TASK INSTRUCTIONS> Write out only the final part of the records below. It begins with the line that contains "One point marks each instance of the man's" and ends with the last line.

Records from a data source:

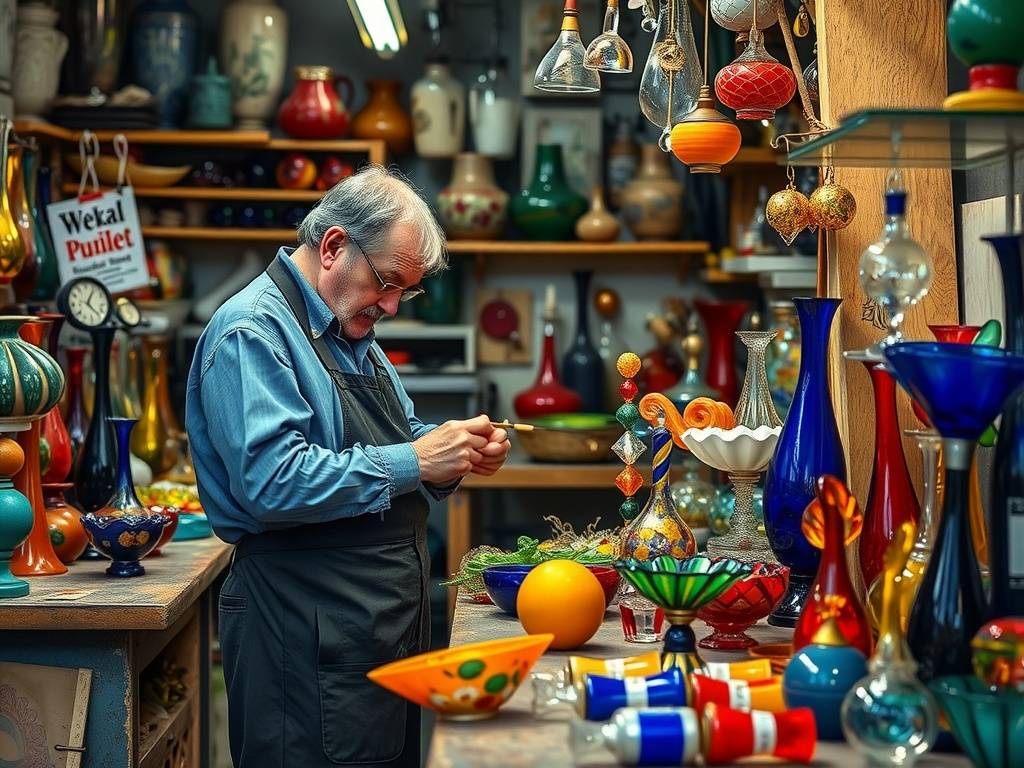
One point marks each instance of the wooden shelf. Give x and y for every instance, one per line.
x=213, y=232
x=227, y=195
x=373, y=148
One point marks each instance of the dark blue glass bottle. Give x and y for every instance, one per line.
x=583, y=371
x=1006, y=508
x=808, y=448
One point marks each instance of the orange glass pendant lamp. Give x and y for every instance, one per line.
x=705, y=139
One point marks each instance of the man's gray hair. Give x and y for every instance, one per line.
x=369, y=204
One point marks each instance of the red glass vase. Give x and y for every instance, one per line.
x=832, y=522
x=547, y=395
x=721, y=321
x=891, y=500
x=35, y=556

ANSWER BOX>
One point marks each instance of the man's gray hair. Give x and y for every instance, one per line.
x=369, y=204
One point marks each instance of the red glass vase. Give x and y for every instance, one per line.
x=832, y=522
x=547, y=395
x=721, y=321
x=891, y=500
x=35, y=556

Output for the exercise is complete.